* Request a
Reproduce the records verbatim, beginning at the line that contains "For every instance of the brown bird, give" and ending after the line that contains "(1086, 661)".

* Page text
——
In this paper, however, we will concentrate on the choice that is by far the most popular among practitioners,Footnote 2 which is also compatible with the VC model described earlier, in which the \({\varvec{\beta }}_t\) vector is assumed to be a random walk process:

$$\begin{aligned} \text {Measurement Equation:} y_t&= {\textbf{x}}_t^{\prime }{\varvec{\beta }}_t + e_t\\ \text {Transition Equation:} {\varvec{\beta }}_t&= {\varvec{\beta }}_{t-1} + {\textbf{u}}_t \end{aligned}$$

ML estimation is fairly standard under the customary normality assumptions and independence assumptions:

$$\begin{aligned} e_t&\sim N(0,\sigma ^2_e) \\ E({\textbf{u}}_t)&= \varvec{0}\\ E({\textbf{u}}_t {\textbf{u}}_t^{\prime })&= \Sigma _{u}\\ E(e_t {\textbf{u}}_t')&= \varvec{0}^{\prime }. \end{aligned}$$

by using standard numerical optimization methods as explained, for example, in Pelagatti (2015), Sect. 5.4. In this article, we maximize the log-likelihood by means of the limited-memory variant of the BFGS method (LBFGS) by Byrd et al. (1995), which proved to be very effective.
——
[Named object pointing records]
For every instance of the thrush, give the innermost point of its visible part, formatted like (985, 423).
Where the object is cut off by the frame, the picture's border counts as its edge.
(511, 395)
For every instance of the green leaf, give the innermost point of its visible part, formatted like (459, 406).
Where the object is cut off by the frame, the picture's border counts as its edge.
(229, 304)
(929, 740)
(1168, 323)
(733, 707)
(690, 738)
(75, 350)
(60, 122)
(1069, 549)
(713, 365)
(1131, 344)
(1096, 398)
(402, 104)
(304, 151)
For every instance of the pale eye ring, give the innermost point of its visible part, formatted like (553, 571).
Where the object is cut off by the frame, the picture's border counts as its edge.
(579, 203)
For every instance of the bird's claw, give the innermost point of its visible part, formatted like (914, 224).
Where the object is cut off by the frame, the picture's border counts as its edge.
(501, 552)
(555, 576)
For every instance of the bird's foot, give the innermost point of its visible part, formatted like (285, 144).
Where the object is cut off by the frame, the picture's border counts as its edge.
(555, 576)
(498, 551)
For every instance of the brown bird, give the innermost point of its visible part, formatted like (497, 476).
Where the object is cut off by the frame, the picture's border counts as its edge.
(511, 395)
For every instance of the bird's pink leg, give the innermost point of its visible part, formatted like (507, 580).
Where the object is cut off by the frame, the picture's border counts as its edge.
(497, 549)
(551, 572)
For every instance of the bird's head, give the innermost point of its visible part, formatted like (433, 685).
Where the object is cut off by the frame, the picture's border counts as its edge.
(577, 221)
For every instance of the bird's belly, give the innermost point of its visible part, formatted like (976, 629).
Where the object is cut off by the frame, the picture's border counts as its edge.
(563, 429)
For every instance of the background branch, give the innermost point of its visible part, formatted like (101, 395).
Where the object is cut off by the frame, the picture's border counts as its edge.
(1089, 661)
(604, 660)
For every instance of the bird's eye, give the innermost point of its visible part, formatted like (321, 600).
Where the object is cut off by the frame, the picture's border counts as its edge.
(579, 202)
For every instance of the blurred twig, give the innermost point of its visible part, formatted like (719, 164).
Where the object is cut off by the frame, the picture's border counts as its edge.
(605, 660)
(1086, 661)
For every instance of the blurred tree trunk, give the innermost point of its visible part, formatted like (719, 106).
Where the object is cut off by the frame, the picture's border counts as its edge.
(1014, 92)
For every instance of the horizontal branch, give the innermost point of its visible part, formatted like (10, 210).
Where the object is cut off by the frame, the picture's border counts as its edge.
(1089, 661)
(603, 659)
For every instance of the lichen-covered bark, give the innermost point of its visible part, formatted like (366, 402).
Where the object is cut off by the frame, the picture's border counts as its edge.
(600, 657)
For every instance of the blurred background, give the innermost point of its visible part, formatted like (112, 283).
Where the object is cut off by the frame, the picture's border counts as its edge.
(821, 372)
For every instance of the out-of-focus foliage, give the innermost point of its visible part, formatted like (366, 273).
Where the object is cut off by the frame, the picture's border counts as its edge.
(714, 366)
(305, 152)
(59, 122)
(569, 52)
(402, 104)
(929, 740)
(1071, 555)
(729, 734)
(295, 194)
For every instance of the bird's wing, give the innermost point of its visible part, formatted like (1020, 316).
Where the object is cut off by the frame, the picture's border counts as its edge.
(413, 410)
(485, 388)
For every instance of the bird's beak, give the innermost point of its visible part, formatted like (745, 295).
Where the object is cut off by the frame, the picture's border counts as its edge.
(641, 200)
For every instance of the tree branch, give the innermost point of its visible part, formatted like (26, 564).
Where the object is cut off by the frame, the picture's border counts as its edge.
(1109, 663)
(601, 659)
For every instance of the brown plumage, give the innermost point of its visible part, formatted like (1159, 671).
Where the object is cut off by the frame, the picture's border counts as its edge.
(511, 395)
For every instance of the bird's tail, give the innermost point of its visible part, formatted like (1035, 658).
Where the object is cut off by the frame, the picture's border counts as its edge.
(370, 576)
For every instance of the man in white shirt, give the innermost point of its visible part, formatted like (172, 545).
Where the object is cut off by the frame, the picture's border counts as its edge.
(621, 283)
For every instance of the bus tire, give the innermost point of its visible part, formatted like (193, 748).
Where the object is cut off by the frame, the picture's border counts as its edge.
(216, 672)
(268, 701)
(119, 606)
——
* Request b
List every abbreviation written entirely in capital letters that occurs in the prose sentences of the estimation passage, excluding the mathematical formulas.

* Exercise result a
For every instance of the brown bird, give the innermost point of its visible part, formatted like (497, 476).
Where the object is cut off by the frame, the picture's border counts as its edge.
(511, 395)
For every instance of the bird's pink leg, give the innermost point of its visible part, formatted like (507, 580).
Where the object is cut off by the frame, the picture's border counts as its edge.
(497, 549)
(551, 572)
For every instance of the bird's head, give the innermost point of its visible part, formatted like (433, 685).
Where the object is cut off by the frame, the picture's border counts as its edge.
(577, 221)
For every instance of the bird's belly, give the innermost point of its visible part, formatted like (976, 629).
Where the object is cut off by the frame, the picture's border counts as its edge.
(563, 429)
For every instance of the background branch, give the innermost point of its visible part, formatted like (101, 395).
Where the object is cut off by the frame, the picture's border counts as its edge.
(1089, 661)
(604, 660)
For every instance of the bird's eye, give the innermost point of its visible part, formatted like (321, 600).
Where the object is cut off by the frame, the picture's border counts as its edge.
(579, 202)
For every instance of the blurred twig, give the innermost point of its visible part, formatted like (719, 164).
Where the object is cut off by the frame, the picture's border counts as its edge.
(605, 660)
(1086, 661)

* Exercise result b
VC, ML, BFGS, LBFGS